_EXERCISE BRIEF_
Reproduce every one of the rows below verbatim, leaving out the pictures.

_Dataset items_
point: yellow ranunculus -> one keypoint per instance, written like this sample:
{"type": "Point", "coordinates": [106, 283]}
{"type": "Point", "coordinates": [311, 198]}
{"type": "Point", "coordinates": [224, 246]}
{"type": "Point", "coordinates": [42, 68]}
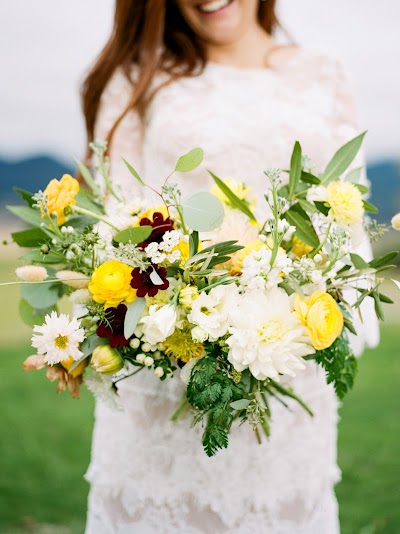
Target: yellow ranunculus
{"type": "Point", "coordinates": [78, 370]}
{"type": "Point", "coordinates": [239, 256]}
{"type": "Point", "coordinates": [106, 360]}
{"type": "Point", "coordinates": [148, 214]}
{"type": "Point", "coordinates": [240, 189]}
{"type": "Point", "coordinates": [322, 317]}
{"type": "Point", "coordinates": [299, 249]}
{"type": "Point", "coordinates": [61, 194]}
{"type": "Point", "coordinates": [346, 203]}
{"type": "Point", "coordinates": [111, 284]}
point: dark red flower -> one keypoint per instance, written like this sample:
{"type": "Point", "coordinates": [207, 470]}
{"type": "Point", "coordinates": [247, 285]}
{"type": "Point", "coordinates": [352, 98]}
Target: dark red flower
{"type": "Point", "coordinates": [160, 226]}
{"type": "Point", "coordinates": [114, 328]}
{"type": "Point", "coordinates": [141, 281]}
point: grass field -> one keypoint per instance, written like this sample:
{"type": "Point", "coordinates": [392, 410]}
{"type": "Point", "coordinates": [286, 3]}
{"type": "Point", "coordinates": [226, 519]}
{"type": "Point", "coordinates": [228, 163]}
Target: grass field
{"type": "Point", "coordinates": [45, 448]}
{"type": "Point", "coordinates": [45, 440]}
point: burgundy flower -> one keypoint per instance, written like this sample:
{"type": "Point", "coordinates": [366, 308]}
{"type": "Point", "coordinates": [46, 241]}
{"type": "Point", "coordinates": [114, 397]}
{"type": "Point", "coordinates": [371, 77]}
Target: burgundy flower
{"type": "Point", "coordinates": [141, 281]}
{"type": "Point", "coordinates": [160, 226]}
{"type": "Point", "coordinates": [114, 328]}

_COMPLETE ANSWER_
point: yellow ranunculus -> one keypoint per instance, written like this sample:
{"type": "Point", "coordinates": [106, 283]}
{"type": "Point", "coordinates": [311, 198]}
{"type": "Point", "coordinates": [224, 246]}
{"type": "Point", "coordinates": [42, 68]}
Target: yellow ranunculus
{"type": "Point", "coordinates": [78, 370]}
{"type": "Point", "coordinates": [239, 256]}
{"type": "Point", "coordinates": [106, 360]}
{"type": "Point", "coordinates": [148, 214]}
{"type": "Point", "coordinates": [240, 189]}
{"type": "Point", "coordinates": [322, 317]}
{"type": "Point", "coordinates": [299, 249]}
{"type": "Point", "coordinates": [61, 194]}
{"type": "Point", "coordinates": [346, 203]}
{"type": "Point", "coordinates": [111, 284]}
point: dark red flower -> one keypoint per instance, written like this sample:
{"type": "Point", "coordinates": [207, 470]}
{"type": "Point", "coordinates": [247, 285]}
{"type": "Point", "coordinates": [352, 98]}
Target: dark red flower
{"type": "Point", "coordinates": [160, 226]}
{"type": "Point", "coordinates": [114, 328]}
{"type": "Point", "coordinates": [141, 281]}
point: grass field -> one keypoint per instance, written like this sample:
{"type": "Point", "coordinates": [392, 410]}
{"type": "Point", "coordinates": [286, 3]}
{"type": "Point", "coordinates": [226, 519]}
{"type": "Point", "coordinates": [228, 163]}
Target: grass field
{"type": "Point", "coordinates": [45, 448]}
{"type": "Point", "coordinates": [45, 440]}
point: burgundy flower -> one keypoint per instance, written like this sample:
{"type": "Point", "coordinates": [366, 308]}
{"type": "Point", "coordinates": [46, 241]}
{"type": "Point", "coordinates": [114, 397]}
{"type": "Point", "coordinates": [371, 77]}
Target: burgundy flower
{"type": "Point", "coordinates": [141, 281]}
{"type": "Point", "coordinates": [160, 226]}
{"type": "Point", "coordinates": [114, 328]}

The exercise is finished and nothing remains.